Activity:
Once you have found the line with "Target: water reflection" in the records below, retype it and every line after it to the end exactly, with no pictures and nothing more.

Data section:
========================================

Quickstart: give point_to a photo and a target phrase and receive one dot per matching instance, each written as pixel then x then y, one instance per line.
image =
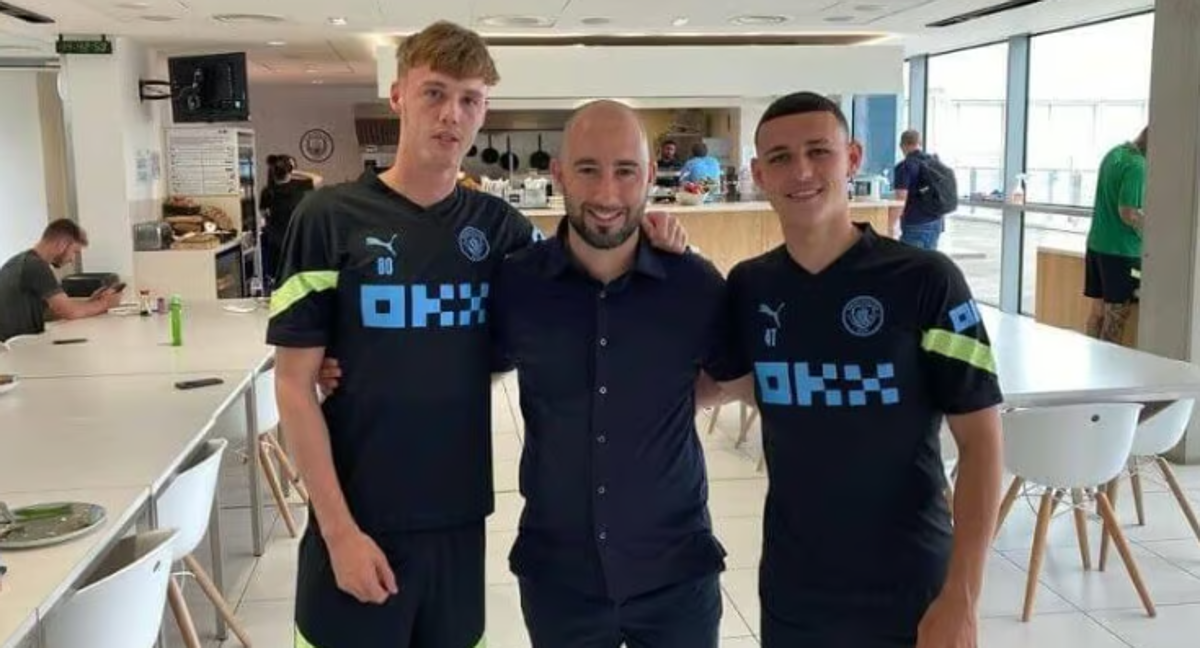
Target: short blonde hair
pixel 449 49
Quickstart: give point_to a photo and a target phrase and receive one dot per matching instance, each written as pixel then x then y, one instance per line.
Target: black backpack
pixel 936 190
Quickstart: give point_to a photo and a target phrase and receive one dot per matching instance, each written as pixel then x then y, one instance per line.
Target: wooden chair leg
pixel 219 600
pixel 1135 483
pixel 1174 484
pixel 1006 505
pixel 183 616
pixel 1045 513
pixel 273 480
pixel 1085 550
pixel 712 423
pixel 289 471
pixel 1110 517
pixel 745 427
pixel 1111 491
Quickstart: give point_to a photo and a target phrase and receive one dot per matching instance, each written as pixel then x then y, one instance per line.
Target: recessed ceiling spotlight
pixel 232 18
pixel 516 21
pixel 759 19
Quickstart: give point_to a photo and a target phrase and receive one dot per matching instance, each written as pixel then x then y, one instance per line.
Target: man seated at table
pixel 28 286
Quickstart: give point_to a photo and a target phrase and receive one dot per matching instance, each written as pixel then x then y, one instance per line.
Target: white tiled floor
pixel 1073 609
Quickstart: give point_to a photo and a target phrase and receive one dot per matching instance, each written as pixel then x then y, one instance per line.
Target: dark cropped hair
pixel 798 103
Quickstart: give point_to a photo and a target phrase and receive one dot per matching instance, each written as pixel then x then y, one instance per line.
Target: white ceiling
pixel 319 51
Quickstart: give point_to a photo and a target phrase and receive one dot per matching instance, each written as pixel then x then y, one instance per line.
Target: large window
pixel 965 118
pixel 965 115
pixel 1089 91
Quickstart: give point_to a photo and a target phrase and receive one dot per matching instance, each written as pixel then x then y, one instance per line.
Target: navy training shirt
pixel 612 469
pixel 855 369
pixel 399 294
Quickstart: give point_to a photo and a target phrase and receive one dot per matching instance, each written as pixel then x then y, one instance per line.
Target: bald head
pixel 605 120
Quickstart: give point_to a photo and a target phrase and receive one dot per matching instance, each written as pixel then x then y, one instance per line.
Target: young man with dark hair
pixel 856 346
pixel 29 288
pixel 391 275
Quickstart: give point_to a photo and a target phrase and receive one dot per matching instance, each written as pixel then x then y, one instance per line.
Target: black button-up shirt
pixel 612 469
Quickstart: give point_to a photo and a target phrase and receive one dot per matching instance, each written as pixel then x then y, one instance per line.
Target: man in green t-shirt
pixel 1114 241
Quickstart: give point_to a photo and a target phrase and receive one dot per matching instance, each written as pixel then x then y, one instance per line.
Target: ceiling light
pixel 516 21
pixel 247 18
pixel 759 19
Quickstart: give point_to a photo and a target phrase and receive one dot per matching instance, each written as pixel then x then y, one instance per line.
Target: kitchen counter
pixel 729 233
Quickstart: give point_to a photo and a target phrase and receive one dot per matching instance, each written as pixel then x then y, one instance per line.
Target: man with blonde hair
pixel 390 275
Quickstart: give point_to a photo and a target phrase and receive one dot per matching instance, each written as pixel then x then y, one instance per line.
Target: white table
pixel 1042 365
pixel 37 579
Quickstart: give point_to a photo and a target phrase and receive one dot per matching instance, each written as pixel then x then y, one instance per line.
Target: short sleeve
pixel 957 352
pixel 903 177
pixel 1133 185
pixel 304 305
pixel 39 279
pixel 517 232
pixel 727 358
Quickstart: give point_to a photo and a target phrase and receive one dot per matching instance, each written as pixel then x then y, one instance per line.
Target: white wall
pixel 108 125
pixel 621 72
pixel 281 114
pixel 23 211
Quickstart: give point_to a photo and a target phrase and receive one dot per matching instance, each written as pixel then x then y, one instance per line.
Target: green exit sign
pixel 102 46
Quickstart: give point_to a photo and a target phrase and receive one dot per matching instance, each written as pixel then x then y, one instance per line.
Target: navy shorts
pixel 1111 277
pixel 829 625
pixel 682 616
pixel 439 605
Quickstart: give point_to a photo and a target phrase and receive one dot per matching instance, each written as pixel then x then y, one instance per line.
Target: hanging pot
pixel 509 161
pixel 540 159
pixel 490 155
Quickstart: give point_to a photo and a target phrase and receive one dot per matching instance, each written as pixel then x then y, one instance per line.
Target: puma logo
pixel 387 245
pixel 772 313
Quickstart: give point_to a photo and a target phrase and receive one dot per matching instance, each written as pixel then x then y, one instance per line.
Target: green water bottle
pixel 177 322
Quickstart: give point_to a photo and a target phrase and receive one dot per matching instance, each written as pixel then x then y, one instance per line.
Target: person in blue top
pixel 701 166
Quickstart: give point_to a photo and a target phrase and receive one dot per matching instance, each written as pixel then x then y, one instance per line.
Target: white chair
pixel 270 447
pixel 1157 435
pixel 120 604
pixel 187 505
pixel 1069 449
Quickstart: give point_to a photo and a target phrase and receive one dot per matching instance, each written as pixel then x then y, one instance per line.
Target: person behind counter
pixel 701 166
pixel 285 190
pixel 669 157
pixel 28 286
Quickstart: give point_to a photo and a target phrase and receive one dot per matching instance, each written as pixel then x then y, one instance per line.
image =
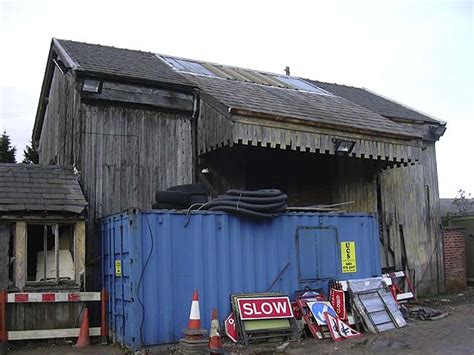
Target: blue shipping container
pixel 153 261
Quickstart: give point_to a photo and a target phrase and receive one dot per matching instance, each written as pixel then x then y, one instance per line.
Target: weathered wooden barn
pixel 136 122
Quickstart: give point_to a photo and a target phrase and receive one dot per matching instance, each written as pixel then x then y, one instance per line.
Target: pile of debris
pixel 352 307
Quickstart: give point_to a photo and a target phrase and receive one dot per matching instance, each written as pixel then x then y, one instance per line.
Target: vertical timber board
pixel 405 203
pixel 80 248
pixel 57 133
pixel 214 128
pixel 4 248
pixel 355 180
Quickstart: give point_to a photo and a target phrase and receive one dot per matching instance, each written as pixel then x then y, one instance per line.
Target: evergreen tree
pixel 7 152
pixel 30 155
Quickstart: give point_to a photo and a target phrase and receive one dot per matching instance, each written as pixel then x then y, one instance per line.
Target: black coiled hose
pixel 256 204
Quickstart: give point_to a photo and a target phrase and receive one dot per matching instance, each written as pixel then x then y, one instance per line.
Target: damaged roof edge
pixel 365 131
pixel 57 50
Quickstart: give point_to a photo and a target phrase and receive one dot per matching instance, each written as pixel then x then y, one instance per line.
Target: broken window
pixel 50 253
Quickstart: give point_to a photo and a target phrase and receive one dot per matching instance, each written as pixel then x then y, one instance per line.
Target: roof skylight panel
pixel 300 84
pixel 188 66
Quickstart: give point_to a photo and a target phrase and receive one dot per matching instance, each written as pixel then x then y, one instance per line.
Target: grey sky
pixel 420 53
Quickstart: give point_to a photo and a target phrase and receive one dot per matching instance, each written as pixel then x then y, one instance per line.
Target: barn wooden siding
pixel 126 152
pixel 410 206
pixel 218 128
pixel 60 131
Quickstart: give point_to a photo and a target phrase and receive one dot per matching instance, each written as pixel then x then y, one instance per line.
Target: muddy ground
pixel 451 335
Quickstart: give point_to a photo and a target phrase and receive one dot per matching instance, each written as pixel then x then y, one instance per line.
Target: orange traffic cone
pixel 215 344
pixel 194 337
pixel 83 339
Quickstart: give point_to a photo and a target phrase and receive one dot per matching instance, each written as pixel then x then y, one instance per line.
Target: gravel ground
pixel 451 335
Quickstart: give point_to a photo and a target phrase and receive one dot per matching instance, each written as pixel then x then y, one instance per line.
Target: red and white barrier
pixel 50 297
pixel 31 297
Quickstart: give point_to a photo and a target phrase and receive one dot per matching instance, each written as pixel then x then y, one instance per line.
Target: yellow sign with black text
pixel 118 268
pixel 348 257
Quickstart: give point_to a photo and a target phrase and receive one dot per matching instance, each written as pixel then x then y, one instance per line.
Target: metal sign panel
pixel 348 257
pixel 264 308
pixel 118 268
pixel 318 309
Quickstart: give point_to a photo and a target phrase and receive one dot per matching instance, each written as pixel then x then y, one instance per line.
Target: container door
pixel 318 258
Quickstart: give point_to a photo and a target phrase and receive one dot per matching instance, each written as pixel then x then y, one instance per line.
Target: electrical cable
pixel 141 277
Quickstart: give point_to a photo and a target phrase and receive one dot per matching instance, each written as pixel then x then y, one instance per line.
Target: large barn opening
pixel 309 179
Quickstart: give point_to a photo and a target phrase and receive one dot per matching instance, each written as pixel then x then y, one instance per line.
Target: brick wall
pixel 454 258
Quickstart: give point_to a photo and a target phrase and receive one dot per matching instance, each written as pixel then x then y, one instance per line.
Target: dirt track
pixel 451 335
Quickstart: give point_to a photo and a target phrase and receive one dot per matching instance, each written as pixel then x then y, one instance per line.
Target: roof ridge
pixel 103 46
pixel 227 65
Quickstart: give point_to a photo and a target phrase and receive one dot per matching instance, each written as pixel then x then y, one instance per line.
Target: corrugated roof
pixel 328 109
pixel 93 58
pixel 246 89
pixel 376 103
pixel 39 188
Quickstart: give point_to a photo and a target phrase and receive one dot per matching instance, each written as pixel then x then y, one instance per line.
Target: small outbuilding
pixel 42 228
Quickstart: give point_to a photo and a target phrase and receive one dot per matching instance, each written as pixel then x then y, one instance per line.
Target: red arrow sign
pixel 264 308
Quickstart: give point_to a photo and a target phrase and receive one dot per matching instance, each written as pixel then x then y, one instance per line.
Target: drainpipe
pixel 194 133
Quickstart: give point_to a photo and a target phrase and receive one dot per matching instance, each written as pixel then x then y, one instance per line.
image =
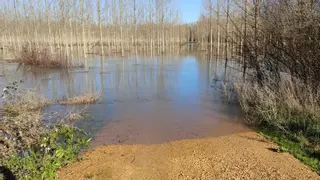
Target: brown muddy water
pixel 144 99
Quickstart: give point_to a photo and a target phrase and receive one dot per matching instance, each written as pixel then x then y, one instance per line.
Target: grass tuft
pixel 87 98
pixel 288 114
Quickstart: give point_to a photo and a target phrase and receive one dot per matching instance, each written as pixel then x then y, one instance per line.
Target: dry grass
pixel 87 98
pixel 21 124
pixel 43 59
pixel 291 108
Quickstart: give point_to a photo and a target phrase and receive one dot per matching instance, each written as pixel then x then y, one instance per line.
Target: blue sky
pixel 190 10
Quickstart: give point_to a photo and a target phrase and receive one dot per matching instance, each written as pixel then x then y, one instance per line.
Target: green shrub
pixel 288 114
pixel 56 149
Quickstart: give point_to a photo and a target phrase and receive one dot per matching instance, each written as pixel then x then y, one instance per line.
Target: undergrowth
pixel 288 114
pixel 54 150
pixel 30 149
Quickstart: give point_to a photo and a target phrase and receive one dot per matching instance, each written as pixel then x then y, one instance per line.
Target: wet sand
pixel 157 122
pixel 240 156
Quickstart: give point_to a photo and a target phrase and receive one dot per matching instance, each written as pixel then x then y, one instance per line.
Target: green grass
pixel 299 150
pixel 42 161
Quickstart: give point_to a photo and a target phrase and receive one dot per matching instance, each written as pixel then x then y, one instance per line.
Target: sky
pixel 190 10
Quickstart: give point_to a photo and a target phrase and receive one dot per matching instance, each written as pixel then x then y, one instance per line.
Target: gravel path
pixel 239 156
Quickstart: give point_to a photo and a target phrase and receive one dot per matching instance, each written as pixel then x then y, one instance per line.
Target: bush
pixel 289 114
pixel 29 148
pixel 43 159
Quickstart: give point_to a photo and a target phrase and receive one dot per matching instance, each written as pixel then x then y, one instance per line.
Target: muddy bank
pixel 240 156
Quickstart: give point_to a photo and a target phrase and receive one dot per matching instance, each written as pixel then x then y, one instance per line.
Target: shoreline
pixel 243 155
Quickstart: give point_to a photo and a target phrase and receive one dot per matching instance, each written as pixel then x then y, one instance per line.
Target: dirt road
pixel 239 156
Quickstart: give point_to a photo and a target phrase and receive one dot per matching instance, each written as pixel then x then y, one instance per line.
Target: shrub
pixel 43 159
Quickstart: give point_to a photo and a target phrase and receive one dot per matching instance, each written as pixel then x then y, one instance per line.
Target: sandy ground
pixel 239 156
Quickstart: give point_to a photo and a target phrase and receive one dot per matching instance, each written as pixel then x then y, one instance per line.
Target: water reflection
pixel 146 99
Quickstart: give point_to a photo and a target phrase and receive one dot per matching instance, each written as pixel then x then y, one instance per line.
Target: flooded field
pixel 144 99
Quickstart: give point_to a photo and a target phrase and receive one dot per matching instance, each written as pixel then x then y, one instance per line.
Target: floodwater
pixel 144 99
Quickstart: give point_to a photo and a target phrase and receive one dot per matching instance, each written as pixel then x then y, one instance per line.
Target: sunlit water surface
pixel 144 99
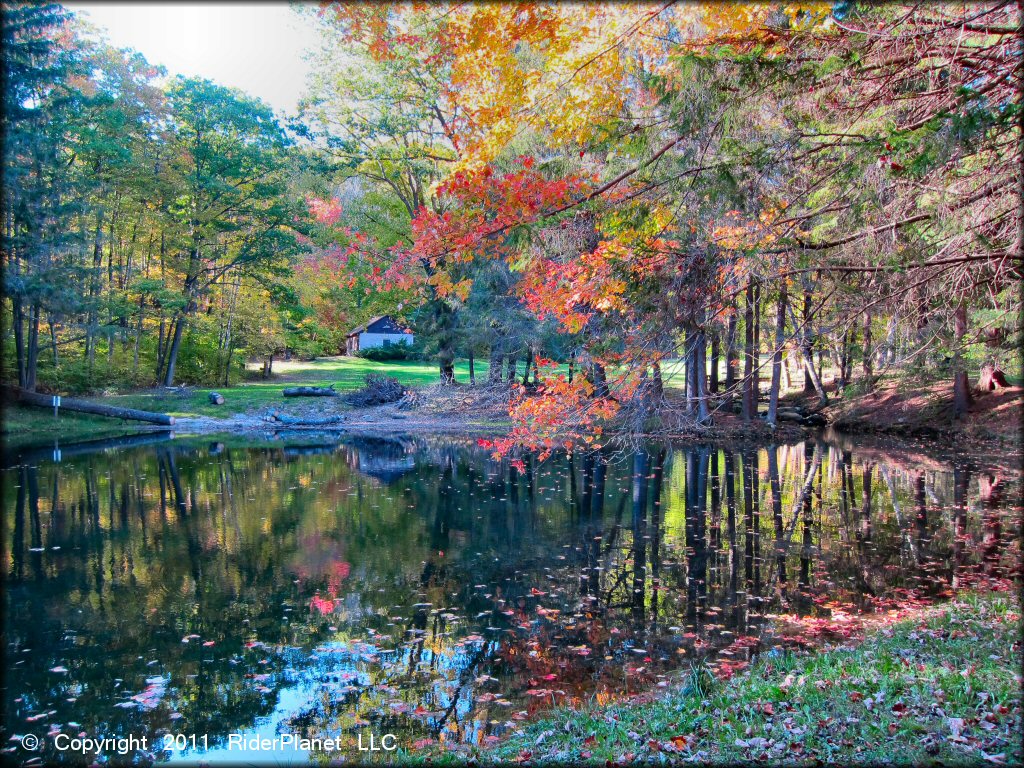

========================================

Written solution:
Target: water reflection
pixel 146 99
Quickstart: give point_to a photo and a target phrase and receive one dot per matching instance, each written as pixel then x then y, one instance per line.
Target: flooded field
pixel 144 99
Quickstart: give point_to a photo and a target phrase and receive one dot per matching instance, each written as pixel then x then y, one instance per line.
Target: floodwater
pixel 144 99
Quickstart: give point_to a photo and a target phrase and receive one dot per matching instance, each written as pixel then x then y, one instance per line.
Target: sunlit water surface
pixel 144 99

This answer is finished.